--- Start Record extracts ---

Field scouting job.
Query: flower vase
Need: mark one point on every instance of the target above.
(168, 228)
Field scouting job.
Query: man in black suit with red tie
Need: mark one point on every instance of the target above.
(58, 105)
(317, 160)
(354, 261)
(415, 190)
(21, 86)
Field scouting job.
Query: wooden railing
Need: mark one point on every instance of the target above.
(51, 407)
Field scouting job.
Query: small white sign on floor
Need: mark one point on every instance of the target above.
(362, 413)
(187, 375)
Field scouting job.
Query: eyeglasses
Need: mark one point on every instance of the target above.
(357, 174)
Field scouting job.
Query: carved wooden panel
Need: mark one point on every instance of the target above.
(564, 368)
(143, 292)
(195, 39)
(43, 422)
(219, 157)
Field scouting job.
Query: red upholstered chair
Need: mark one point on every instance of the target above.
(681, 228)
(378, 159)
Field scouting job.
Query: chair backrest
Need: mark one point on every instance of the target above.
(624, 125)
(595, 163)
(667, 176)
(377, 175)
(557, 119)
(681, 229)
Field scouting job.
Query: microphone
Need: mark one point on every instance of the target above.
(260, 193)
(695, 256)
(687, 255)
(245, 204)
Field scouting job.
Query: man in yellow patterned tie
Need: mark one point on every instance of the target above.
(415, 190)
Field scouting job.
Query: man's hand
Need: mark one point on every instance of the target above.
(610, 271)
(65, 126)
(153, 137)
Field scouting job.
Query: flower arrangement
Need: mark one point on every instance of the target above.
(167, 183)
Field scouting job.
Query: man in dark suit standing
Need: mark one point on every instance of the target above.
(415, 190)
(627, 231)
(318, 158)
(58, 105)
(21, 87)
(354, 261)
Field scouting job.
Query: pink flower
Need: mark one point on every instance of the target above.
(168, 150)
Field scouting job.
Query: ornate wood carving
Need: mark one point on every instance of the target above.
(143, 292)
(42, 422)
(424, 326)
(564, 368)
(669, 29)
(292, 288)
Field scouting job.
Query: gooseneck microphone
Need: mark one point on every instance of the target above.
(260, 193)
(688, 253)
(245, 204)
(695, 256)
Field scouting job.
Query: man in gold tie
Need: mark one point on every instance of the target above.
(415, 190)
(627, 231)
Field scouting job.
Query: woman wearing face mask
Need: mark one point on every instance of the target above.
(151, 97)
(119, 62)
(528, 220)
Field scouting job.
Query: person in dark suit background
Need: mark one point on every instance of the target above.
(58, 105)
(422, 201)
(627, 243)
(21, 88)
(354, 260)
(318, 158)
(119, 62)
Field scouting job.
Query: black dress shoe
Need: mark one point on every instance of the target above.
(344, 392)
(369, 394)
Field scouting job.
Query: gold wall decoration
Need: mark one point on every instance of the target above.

--- End Record extracts ---

* _Requirements_: Your task is to repeat every line exactly.

* _Answer for the task_:
Field scouting job.
Query: flower vase
Need: mark one point on every instance of the target above.
(168, 228)
Field scouting job.
Query: man in black suit with red tie
Need: mark one point on every instance of the target above.
(58, 105)
(317, 160)
(354, 261)
(415, 190)
(21, 86)
Field scouting job.
Query: wooden railing
Need: mark one point on every instance of the target above.
(51, 407)
Field scouting job.
Query: small white sign on floor
Need: mark one point on every instance of the target above.
(362, 413)
(187, 375)
Field scouting job.
Query: eyeglasses
Need: mark one point on every instance of the target above.
(357, 174)
Field scouting job.
Query: carved wooden panel
Need: mark one point on every instance of the target above.
(564, 368)
(143, 292)
(195, 39)
(43, 422)
(219, 157)
Field scouting job.
Query: red upholstered chair
Need: mark one point on every instance of the target above.
(681, 228)
(378, 159)
Field scouting job.
Query: chair backrest
Need: mark one point on every instance of the target above.
(624, 125)
(595, 163)
(667, 176)
(377, 175)
(557, 119)
(681, 229)
Field scouting job.
Query: microphone
Need: mark one point on every instance of the target above.
(260, 193)
(695, 256)
(687, 255)
(245, 204)
Field scouting job.
Query: man in yellow patterned tie
Need: mark one point on every instance of the target above.
(415, 190)
Field scouting job.
Query: man's hand
Need: mark one point on every instance of the target above.
(610, 271)
(65, 126)
(153, 137)
Field scouting job.
Query: flower arrangement
Need: mark one point on every instance of the target above.
(167, 183)
Field scouting job.
Query: man in dark suit standing
Need: mark one point on every instance of the target above.
(415, 190)
(627, 231)
(318, 158)
(58, 105)
(21, 87)
(354, 261)
Field scouting job.
Query: pink flower
Need: mark one point on every instance of the target above.
(168, 150)
Field scouting job.
Query: ornate wood carving
Need: mark one point on every instance of the target above.
(143, 292)
(42, 422)
(424, 326)
(564, 368)
(669, 29)
(292, 288)
Field scouting job.
Query: gooseneck microphone
Need: mark one point on every instance of the target above.
(260, 193)
(688, 253)
(245, 204)
(695, 256)
Field scouting job.
Query: man in gold tie
Need: mark one point on every instance of the target above.
(415, 190)
(627, 231)
Field scouting job.
Query: woman wearing face mask
Need: mark one point on every instance of the target above.
(151, 97)
(119, 62)
(528, 220)
Field scouting job.
Query: person in dark suit background
Need: mark one point on every instance of the target above.
(58, 105)
(422, 201)
(627, 243)
(21, 88)
(354, 260)
(318, 158)
(119, 62)
Field scouting job.
Query: black dress shoe
Need: mark one point on every instance of the target above.
(344, 392)
(369, 394)
Field scouting job.
Query: gold wall decoration
Need: mark one point on every instance of the target above.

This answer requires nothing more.